**What is required:** Continue the article on a possible Celtics trade for Nikola Vucevic, starting right after its last sentence.

Vucevic, a 2019 All-Star selection would undoubtedly solidify the Celtics’ somewhat murky frontcourt situation. While the combination of Tristan Thompson and Daniel Theis can be serviceable at times, their lapses on the defensive end mixed with their limitations offensively leave much to be desired. The Orlando Magic’s big man would quickly elevate Boston’s starting five to new heights, as Vucevic is enjoying arguably the most dominant campaign of his 10-year career.
While the 2020-21 season may be just 18 games deep for Vooch, the 7-foot center is posting per-game career-highs in points (23.5), three-point percentage (43.1), assists (3.7) and steals (1.2). Furthermore, he currently leads the NBA with 171 made field goals. Fittingly enough, the player who checks in at No. 2 in the category is Celtics wing Jaylen Brown, with 167.
Vucevic would be able to serve as a souped-up version of the bygone Al Horford, as Hughes notes. Teaming him up with the likes of an MVP candidate in Jaylen Brown and the aforementioned all-star duo of Jayson Tatum and Kemba Walker could give Boston arguably the best, most well-rounded starting five in basketball, regardless of who mans the fifth spot.
With that said, acquiring Vucevic would mean cutting bait with a plethora of key pieces.
Is Nikola Vucevic Worth the Trade Capital?
“To get him [Vucevic], the Celtics would need to surrender Marcus Smart, Payton Pritchard, Tristan Thompson (can’t move until Feb. 28) and Robert Williams III, plus at least one unprotected first-rounder,” says Hughes.
While Williams has developed as a viable rotational piece and Thompson remains a key veteran presence, the most glaring names in this hypothetical trade package have to be guards Marcus Smart and Payton Pritchard. The latter has been a revelation as a rookie. Prior to his injury, the 22-year-old demonstrated the floor presence of a wily veteran, even usurping Jeff Teague as the team’s first guard off the bench.

**Provided material:**
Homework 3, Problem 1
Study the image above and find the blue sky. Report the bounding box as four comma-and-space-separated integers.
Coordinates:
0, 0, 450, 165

**Response below:**
As for Smart, the defensive stalwart has taken leaps and bounds on the offensive end this season. Asked to man a larger role as a distributor this year, Smart has responded by averaging more than 2.0 assists better per game in 2020-21 than he had averaged over his first six seasons in the league.
If his showing on Monday night against Chicago is any indication, it doesn’t look as if the former No. 6 overall pick has any plans of slowing down, as our very own Josue Pavón pointed out.
Marcus Smart now has 11 assists; that ties his career-high
— Josue Pavón (@Joe_Sway) January 26, 2021
If Vucevic’s price proves too rich, Boston could always entertain the idea of pursuing his teammate, Aaron Gordon, likely at a moderately cheaper compensation.
However, if the Celtics are looking to solidify themselves as Eastern Conference juggernauts, Hughes believes acquiring Vucevic is the way to go.
“That sounds like a lot, especially with Pritchard and Smart involved. But this raises the Celtics’ offensive ceiling with a spacer and scorer at the 5 like they’ve never had before,” he said. “Daniel Theis could slip into the reserve role for which he’s better suited, still providing defensive optionality against the right matchups.”
“It’s risky, but that’s kind of the point here.”